Stated goal → Rescale the stretch from the line containing "the batter's knee" through the end of the material, writing out only those lines in full, requests included. Multiply each coordinate in the answers by 1.6 and round to whole numbers, with halves rounded up.

Provided records →
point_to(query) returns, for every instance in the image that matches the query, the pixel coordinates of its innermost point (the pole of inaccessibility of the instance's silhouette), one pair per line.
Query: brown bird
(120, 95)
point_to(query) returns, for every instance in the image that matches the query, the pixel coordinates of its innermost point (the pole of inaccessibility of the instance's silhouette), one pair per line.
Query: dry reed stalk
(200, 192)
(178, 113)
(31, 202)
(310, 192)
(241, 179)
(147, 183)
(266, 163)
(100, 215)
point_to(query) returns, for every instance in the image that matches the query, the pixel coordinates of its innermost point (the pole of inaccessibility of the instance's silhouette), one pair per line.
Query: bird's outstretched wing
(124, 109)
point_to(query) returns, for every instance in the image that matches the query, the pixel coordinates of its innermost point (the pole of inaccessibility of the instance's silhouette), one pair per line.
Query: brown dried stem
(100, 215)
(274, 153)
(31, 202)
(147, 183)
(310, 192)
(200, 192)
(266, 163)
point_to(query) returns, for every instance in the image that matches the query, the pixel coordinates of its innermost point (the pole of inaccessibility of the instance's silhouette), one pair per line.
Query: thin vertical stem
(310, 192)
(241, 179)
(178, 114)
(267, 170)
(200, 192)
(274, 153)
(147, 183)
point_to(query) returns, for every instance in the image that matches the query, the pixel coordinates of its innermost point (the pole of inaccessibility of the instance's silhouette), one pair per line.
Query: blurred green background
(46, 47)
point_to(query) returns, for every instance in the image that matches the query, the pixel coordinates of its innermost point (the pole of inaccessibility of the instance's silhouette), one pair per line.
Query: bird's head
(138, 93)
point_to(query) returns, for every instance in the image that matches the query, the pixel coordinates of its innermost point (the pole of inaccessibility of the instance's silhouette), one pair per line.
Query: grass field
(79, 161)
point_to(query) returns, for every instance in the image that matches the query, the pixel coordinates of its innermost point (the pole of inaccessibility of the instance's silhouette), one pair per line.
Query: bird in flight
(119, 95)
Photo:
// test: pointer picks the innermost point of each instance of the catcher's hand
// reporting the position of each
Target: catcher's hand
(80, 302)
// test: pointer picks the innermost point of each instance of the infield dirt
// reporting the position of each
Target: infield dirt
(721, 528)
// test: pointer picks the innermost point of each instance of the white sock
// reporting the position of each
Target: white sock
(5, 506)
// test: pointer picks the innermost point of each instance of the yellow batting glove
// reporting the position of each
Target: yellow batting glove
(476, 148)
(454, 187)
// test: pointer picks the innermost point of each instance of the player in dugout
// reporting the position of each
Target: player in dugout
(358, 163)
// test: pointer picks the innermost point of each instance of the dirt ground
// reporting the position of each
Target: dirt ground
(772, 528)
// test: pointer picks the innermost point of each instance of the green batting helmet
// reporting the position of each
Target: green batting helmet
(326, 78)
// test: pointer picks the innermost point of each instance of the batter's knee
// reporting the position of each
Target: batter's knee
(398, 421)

Output below →
// test: pointer picks the innermost point of each instance of the batter's knee
// reporting the position of each
Target: batter's knee
(637, 674)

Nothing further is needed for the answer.